(Page text)
Salah Alrakabi, left, flips through the pages of several notebooks that are filled with signatures of Arabs preparing to leave Kirkuk as part of the normalization process. He coordinates a group of Shiite Arab leaders who say there have no incentive to stay in Kirkuk. (Zeke Minaya / S&S)

Salah Alrakabi, left, flips through the pages of several notebooks that are filled with signatures of Arabs preparing to leave Kirkuk as part of the normalization process. He coordinates a group of Shiite Arab leaders who say there have no incentive to stay in Kirkuk.

Salah Alrakabi, left, flips through the pages of several notebooks that are filled with signatures of Arabs preparing to leave Kirkuk as part of the normalization process. He coordinates a group of Shiite Arab leaders who say there have no incentive to stay in Kirkuk. (Zeke Minaya / S&S)

Downtown Kirkuk as seen on March 15. In the background is Kirkuk Citadel, an ancient fortification built around 850 B.C.

Downtown Kirkuk as seen on March 15. In the background is Kirkuk Citadel, an ancient fortification built around 850 B.C. (Zeke Minaya / S&S)

KIRKUK, Iraq — Salah Alrakabi flips through the pages of several notebooks that are filled with signature after signature. In all, more than 12,000 Arabs have signed the pages to state their commitment to depart Kirkuk, he said.

(Provided data)
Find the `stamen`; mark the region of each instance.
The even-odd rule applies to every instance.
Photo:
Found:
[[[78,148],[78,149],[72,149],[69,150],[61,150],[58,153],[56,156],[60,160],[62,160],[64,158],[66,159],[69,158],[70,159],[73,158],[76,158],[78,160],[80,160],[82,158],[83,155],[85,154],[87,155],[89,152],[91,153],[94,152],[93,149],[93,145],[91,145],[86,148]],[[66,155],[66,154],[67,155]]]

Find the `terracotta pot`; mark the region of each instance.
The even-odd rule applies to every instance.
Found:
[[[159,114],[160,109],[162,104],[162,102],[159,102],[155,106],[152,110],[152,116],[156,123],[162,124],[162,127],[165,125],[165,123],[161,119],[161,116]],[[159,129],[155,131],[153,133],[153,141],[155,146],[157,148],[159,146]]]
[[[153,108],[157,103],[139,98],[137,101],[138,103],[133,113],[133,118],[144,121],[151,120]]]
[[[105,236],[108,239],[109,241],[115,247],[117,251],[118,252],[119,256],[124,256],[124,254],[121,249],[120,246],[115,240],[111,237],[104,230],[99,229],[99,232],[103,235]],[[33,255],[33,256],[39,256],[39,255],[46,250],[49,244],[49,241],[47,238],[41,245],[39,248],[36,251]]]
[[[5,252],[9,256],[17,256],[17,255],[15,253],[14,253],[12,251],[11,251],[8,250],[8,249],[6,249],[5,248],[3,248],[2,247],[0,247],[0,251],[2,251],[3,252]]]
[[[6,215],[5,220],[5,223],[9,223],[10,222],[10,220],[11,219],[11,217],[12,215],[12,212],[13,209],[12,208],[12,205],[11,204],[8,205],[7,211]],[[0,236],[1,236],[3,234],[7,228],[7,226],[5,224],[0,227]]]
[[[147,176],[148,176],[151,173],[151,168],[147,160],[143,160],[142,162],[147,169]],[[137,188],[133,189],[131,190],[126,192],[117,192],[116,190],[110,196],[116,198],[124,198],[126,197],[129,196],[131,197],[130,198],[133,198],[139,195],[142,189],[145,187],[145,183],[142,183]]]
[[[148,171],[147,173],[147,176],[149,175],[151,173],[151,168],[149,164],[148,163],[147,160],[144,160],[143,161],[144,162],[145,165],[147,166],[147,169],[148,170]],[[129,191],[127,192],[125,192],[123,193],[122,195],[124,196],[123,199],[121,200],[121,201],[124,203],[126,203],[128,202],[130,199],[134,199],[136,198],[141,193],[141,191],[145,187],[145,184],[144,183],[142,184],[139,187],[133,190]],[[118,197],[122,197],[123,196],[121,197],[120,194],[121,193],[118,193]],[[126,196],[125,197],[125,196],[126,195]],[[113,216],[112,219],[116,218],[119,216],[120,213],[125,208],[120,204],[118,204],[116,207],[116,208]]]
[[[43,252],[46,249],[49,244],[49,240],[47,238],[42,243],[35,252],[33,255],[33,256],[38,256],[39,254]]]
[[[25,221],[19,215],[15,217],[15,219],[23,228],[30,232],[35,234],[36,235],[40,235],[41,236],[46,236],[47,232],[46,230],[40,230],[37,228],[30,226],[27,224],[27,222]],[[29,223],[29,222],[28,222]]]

(Work to be completed)
Reproduce the Kirkuk article word for word from "KIRKUK, Iraq —" to "Kirkuk, he said.".

(Result of the exercise)
KIRKUK, Iraq — Salah Alrakabi flips through the pages of several notebooks that are filled with signature after signature. In all, more than 12,000 Arabs have signed the pages to state their commitment to depart Kirkuk, he said.